> [Stated goal]:
Take the entries below and print all of them exactly, please.

──────── Input data ────────

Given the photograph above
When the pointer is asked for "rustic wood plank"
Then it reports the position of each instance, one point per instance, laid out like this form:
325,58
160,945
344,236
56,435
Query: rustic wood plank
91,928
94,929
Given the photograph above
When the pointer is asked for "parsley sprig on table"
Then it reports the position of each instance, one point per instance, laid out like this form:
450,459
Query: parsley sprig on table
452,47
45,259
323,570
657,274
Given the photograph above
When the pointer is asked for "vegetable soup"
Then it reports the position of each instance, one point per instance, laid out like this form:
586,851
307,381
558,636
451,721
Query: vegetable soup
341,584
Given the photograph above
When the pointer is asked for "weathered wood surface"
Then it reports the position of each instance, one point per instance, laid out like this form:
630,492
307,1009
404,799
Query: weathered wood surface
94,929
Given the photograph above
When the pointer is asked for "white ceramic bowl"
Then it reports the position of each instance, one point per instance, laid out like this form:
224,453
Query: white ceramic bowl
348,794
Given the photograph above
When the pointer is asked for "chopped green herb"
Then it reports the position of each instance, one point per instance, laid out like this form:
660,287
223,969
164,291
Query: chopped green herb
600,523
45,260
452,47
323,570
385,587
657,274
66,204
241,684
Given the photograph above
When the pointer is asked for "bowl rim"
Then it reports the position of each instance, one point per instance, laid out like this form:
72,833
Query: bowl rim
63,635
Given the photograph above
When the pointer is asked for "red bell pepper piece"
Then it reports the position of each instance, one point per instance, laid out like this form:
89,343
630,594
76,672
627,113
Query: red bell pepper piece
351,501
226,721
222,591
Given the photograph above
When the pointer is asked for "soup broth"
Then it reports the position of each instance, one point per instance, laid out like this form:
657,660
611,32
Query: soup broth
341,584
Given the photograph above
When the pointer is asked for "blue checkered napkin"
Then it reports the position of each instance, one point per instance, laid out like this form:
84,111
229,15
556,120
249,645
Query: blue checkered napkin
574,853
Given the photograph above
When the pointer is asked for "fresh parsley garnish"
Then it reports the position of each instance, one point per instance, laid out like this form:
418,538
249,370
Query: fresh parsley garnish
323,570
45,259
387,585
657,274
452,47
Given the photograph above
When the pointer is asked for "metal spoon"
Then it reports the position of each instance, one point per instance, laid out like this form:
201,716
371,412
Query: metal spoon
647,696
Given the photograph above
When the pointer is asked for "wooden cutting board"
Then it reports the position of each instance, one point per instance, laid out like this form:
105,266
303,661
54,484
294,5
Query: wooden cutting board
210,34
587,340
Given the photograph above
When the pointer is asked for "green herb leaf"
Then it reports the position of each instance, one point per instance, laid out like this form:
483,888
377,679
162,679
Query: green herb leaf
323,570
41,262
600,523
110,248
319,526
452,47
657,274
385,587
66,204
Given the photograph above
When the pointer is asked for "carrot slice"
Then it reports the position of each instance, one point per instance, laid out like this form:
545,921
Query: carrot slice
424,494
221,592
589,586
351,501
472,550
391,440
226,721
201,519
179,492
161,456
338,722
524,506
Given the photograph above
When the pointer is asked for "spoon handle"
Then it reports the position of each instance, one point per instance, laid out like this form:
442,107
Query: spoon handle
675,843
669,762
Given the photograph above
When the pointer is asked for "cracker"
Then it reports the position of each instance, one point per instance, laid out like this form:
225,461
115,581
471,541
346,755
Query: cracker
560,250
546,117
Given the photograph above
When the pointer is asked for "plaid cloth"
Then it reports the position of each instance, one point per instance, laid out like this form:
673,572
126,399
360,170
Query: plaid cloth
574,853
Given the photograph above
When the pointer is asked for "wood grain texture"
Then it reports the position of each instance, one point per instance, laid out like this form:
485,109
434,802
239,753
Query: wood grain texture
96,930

────────

> [Written solution]:
Given the photograph above
When the pointer is asked for "rustic wood plank"
Then it reports the position of each instance, one point per instance, laid out like this form:
325,58
160,945
344,236
56,435
Query: rustic wood plank
91,928
94,929
Given the photograph above
When the pointer is asked for "parsley sprig on table"
Then it reports the position of each instance, one point per instance, laid out like this form:
450,459
Query: parsley sprig on table
452,47
45,259
323,570
657,274
Given the photograph above
When the pointer is asked for "vegetable soup"
Then it reports the position of each instance, one point per instance, laid out like this form:
586,851
307,381
558,636
451,721
Query: vegetable soup
341,584
Given the photograph above
When the pointer is asked for "weathered wood surface"
Then it reports the position of each instance, one point per instance, laid out like this form:
630,492
307,1009
404,799
Query: weathered wood surface
94,929
Given the photograph above
When the pointer is asked for "white ceramic bowl"
Then it reports the position of each instance, one point per instance, laid out like this form:
224,453
Query: white ceramic bowl
348,794
Given the photograph above
When the pointer is asked for "chopped green herb"
Then it reports the position of each instance, one point per instance, laid out like this form:
660,287
223,969
164,291
Query: chopped green herb
600,523
45,260
452,47
323,570
385,587
657,274
66,204
241,684
Given the photograph above
When the pointer is asked for "bowl rim"
Then it reports the position of each instance, one point per instance, laid out like this form:
72,833
Query: bowl rim
63,635
Given the photograph above
When the pointer is asked for "red bell pepper piece"
Then it reports the position of each instance, one point per instance, laid out like this form:
89,343
630,594
76,672
627,113
Query: red bell pepper piece
351,501
226,721
222,591
Given the photograph above
When the pointer is asked for "soup broth"
Then it reports the position of each instance, one point per instance, laid out like this form:
657,660
611,32
Query: soup broth
341,584
Given the photograph above
When the pointer is asked for "blue checkered napkin"
Then it reports the position of each instance, one point per instance, laid out like this form:
84,111
229,15
556,120
249,645
Query: blue checkered napkin
574,853
Given the photograph above
When the pointer is asked for "fresh parsley garnish"
Then it reports the position of each instance, one point per instance, laid out like this form:
418,538
249,370
Query: fresh parsley garnish
323,570
45,259
387,585
657,274
452,47
Given the photograph above
When the pointer is asked for "metal spoon"
Then it reports the position of each instance, one point per instance, laid out like this form:
201,716
371,412
Query: metal spoon
647,696
Given the photograph above
When the pointer is asked for "wooden cutting board"
Then it reports the position of each instance, one point per instance, laid out like this form:
105,266
303,661
54,484
294,5
Query: wooden cutting board
210,34
587,340
Given the photograph above
When the pointer is asked for "green herb leaf"
Then it reports the position of each instance, one point per instance, laid out like this form:
483,888
377,679
162,679
Query: green herb leaf
323,570
41,262
600,523
110,248
319,526
452,47
657,274
385,587
66,204
Given the photograph above
When the pointer is asked for "carrot slice"
Then it reports the position of each instance, one point per instance, laid out like this form:
545,921
Query: carrot slice
424,494
221,592
589,586
351,501
472,550
391,440
226,721
201,519
179,492
161,456
338,722
524,506
Given the photograph above
When the pointer is asked for "spoon handle"
Then it reports the position of each instance, one point per instance, laid out like this form:
442,107
Query: spoon handle
675,843
669,762
Given the photograph above
When the pointer is asked for "cracker"
Then it reports the position of each instance, one point per instance, laid out like this form:
225,461
115,581
471,541
346,755
Query: cracker
560,250
546,117
Given the photograph above
When the pointer is asked for "plaid cloth"
Then it reports the position of each instance, one point per instance, laid out like this form:
673,572
126,399
360,170
Query: plaid cloth
574,853
Given the photograph above
When the pointer is asked for "wood grain texture"
Then it reports the position of each instance, one point per instance, laid out like this form:
485,109
434,802
239,753
Query: wood grain texture
96,930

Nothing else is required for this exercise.